● **WHAT IS REQUIRED**:
Return every line of the data below that contains the string "gift".

● **RECORDS FOR THIS EXERCISE**:
━━━━━━━━━━━━━━━━

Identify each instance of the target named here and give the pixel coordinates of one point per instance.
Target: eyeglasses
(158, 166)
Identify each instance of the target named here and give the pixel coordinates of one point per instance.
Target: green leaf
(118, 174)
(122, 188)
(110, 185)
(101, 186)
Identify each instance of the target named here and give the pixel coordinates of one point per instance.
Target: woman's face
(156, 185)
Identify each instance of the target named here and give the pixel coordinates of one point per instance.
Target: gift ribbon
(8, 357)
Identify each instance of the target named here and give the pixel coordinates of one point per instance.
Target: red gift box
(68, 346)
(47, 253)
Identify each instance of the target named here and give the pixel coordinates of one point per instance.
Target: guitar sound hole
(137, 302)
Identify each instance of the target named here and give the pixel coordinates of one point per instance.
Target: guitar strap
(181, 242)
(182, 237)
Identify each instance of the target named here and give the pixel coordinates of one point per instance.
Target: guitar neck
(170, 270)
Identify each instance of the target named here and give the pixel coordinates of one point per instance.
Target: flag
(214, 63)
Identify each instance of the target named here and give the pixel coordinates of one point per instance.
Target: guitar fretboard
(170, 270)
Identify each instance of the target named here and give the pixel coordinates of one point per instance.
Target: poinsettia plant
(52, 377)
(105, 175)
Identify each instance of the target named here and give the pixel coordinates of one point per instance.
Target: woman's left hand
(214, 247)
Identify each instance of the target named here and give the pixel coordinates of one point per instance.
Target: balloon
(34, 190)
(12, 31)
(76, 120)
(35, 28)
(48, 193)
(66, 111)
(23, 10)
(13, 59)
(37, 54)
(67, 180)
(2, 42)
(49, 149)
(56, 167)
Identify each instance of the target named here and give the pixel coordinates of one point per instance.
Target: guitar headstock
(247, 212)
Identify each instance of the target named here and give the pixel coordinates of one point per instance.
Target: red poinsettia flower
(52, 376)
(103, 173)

━━━━━━━━━━━━━━━━

● **RESULT OF THIS EXERCISE**:
Target: gift ribbon
Target: red gift box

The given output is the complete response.